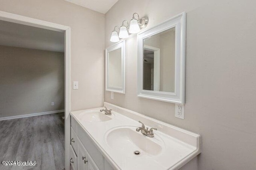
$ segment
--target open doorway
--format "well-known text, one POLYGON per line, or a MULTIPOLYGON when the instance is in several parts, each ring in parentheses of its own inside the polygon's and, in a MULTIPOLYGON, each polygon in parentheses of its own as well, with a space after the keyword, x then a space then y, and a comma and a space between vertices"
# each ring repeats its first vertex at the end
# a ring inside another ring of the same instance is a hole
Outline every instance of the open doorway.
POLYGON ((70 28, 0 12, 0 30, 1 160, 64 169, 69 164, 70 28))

==

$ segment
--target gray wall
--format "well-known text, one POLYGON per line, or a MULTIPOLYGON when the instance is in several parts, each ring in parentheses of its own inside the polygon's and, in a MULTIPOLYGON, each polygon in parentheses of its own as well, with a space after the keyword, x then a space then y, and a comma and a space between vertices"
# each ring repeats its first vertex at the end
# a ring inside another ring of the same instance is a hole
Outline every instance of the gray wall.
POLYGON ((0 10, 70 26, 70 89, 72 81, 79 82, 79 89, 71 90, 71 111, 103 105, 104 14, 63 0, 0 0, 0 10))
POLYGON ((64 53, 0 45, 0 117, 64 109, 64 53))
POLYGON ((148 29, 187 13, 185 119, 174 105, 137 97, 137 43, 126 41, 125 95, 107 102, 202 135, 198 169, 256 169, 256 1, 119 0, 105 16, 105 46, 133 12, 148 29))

■ Task goal
Pick out every line in the rows above that contains the word "doorway", and copy each one.

■ Solution to this task
--target open doorway
Outline every instance of the open doorway.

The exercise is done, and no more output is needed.